▶ _Description of the task_
For the data below, restate word for word only the lines from the line containing "Task: locate the innermost point of each instance of the grass" through the line containing "the courtyard lawn", both ends included.

▶ _Dataset entries_
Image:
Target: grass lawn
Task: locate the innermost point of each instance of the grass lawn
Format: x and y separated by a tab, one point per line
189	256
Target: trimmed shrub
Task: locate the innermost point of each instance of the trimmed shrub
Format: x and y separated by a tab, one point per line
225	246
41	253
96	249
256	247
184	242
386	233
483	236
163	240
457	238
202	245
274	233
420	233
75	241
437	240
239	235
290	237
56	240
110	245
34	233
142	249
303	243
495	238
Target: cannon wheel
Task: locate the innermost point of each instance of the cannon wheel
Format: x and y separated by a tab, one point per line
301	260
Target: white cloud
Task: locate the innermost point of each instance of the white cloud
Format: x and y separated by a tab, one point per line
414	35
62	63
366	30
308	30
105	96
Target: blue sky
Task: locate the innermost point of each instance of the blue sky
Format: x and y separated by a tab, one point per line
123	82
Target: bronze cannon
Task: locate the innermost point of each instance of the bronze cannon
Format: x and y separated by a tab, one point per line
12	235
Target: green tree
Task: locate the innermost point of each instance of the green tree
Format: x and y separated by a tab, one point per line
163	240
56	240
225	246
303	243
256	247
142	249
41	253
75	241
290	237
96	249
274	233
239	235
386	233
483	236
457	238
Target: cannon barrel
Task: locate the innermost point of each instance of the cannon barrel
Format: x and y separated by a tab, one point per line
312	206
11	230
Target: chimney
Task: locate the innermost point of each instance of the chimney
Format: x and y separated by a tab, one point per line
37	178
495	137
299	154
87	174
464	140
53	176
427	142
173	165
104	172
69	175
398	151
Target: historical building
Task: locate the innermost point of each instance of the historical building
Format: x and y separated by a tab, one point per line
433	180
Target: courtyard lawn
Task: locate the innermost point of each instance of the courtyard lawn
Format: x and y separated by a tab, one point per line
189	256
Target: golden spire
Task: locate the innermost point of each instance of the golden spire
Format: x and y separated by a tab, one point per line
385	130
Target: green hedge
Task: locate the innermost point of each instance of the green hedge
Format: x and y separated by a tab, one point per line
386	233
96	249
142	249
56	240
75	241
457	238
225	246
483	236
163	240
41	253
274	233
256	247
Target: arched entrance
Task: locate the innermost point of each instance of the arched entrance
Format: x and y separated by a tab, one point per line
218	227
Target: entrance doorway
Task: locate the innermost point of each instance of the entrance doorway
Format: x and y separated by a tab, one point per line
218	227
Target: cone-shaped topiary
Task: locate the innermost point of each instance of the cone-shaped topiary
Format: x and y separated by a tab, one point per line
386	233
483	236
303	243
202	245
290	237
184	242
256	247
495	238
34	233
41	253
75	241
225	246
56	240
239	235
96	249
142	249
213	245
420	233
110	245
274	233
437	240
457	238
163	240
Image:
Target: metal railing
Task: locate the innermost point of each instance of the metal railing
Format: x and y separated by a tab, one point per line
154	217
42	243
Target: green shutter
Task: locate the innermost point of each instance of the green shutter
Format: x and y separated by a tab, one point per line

▶ _Task result_
Task: locate the innermost point of each instance of the grass lawn
Format: x and y separated by a tab, one point per line
189	256
Target: trimmed shrub
Task: locate the innermost point of each instance of the trimmed shrub
Format: x and y separated by a tab, one point per line
225	246
41	253
96	249
256	247
184	242
386	233
483	236
163	240
457	238
202	245
274	233
420	233
75	241
437	240
239	235
290	237
56	240
110	245
34	233
142	249
303	243
495	238
Target: cannon wheel
Task: locate the innermost point of each instance of the cannon wheel
Format: x and y separated by a tab, one point per line
301	260
Target: white cloud
Task: locate the innermost point of each instance of the white cloud
Format: x and y separated by a tab, one point per line
414	35
62	63
366	30
308	30
105	96
Target: blue sky
Task: locate the innermost point of each instance of the blue sky
Format: x and y separated by a tab, one point per line
123	82
Target: bronze cannon
Task: locate the innermost point of each instance of the bronze cannon
Format: x and y separated by a tab, one point per line
12	235
Target: green tree
Task: locate the innermost point of each instance of the green tree
Format: x and y separated by a tab, one point per line
163	240
56	240
225	246
303	243
256	247
142	249
41	253
75	241
290	237
96	249
274	233
239	235
386	233
483	236
457	238
Target: cannon barrel
Task: locate the innermost point of each instance of the cannon barrel
Format: x and y separated by a tab, one point per line
312	206
11	230
Target: chimney
Task: locate the innermost point of each instance of the chimney
Format: x and y separated by a tab, one point per line
37	178
495	137
299	154
87	174
464	140
53	176
427	142
173	165
104	172
69	175
398	151
Target: historical building
Task: locate the innermost point of each instance of the historical building
Format: x and y separated by a tab, one point per line
433	180
Target: courtyard lawn
Task: locate the innermost point of each instance of the courtyard lawn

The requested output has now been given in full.